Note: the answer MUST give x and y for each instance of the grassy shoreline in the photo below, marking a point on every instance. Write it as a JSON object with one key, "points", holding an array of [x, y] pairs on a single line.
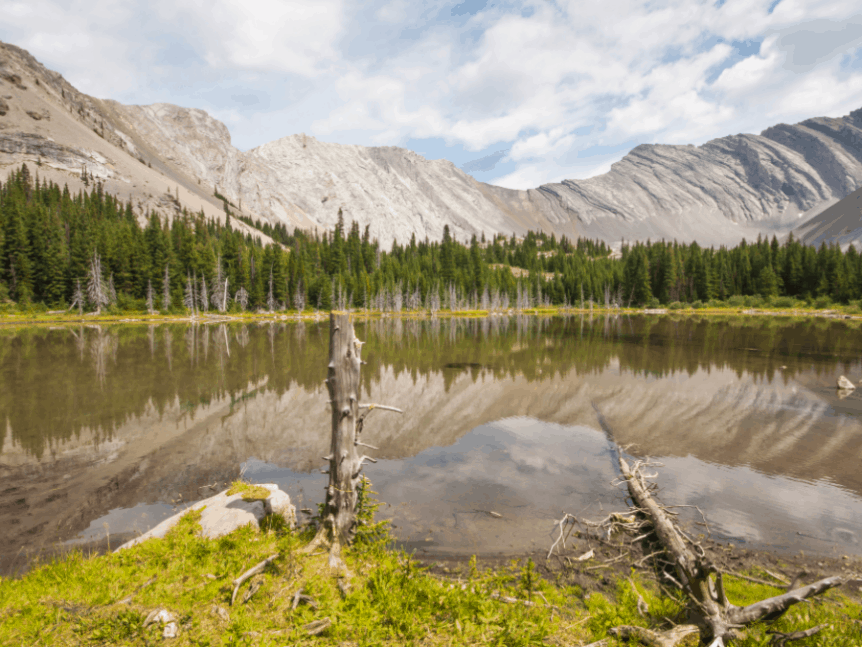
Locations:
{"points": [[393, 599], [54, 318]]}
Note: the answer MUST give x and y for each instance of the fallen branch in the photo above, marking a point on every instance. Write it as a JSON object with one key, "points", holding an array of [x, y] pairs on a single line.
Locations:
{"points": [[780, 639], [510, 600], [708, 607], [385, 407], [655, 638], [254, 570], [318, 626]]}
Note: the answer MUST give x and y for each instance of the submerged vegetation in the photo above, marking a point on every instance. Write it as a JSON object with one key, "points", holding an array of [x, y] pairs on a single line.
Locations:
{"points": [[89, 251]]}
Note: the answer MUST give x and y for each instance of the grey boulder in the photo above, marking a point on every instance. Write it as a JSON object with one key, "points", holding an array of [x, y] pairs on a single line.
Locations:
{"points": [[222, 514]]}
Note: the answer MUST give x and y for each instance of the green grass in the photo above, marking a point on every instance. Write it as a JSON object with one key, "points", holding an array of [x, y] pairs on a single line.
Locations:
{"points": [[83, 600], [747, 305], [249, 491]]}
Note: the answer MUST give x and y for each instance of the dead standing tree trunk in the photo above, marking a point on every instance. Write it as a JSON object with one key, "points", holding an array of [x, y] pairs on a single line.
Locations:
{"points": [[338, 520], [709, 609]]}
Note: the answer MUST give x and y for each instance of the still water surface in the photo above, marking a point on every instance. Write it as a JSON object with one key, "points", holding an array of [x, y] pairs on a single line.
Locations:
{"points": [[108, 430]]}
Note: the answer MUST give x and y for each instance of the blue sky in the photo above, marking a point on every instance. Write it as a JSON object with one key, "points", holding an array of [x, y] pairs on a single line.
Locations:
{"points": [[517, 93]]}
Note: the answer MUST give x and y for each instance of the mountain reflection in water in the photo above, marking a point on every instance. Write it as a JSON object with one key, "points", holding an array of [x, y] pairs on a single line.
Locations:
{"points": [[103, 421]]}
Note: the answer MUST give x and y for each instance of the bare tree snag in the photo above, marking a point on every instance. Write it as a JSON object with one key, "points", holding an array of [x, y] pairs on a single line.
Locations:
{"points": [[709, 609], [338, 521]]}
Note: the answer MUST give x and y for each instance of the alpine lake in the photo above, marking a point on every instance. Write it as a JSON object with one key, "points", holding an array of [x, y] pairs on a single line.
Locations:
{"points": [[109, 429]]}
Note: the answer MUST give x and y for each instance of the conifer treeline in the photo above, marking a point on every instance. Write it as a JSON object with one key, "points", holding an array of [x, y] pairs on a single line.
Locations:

### [DIRECTIONS FOR THIS TASK]
Reproduce word for word the part of the rows that opens with the line containing "of the conifer" and closes with the last line of the rows.

### [RESPONSE TO THE TASK]
Note: the answer MUST give x and y for each instance of the conifer treeline in the photo above, marking a point on every instance. Write it as a JSON object with one key, "points", holding an array of [x, y] pairs on a single line.
Locations:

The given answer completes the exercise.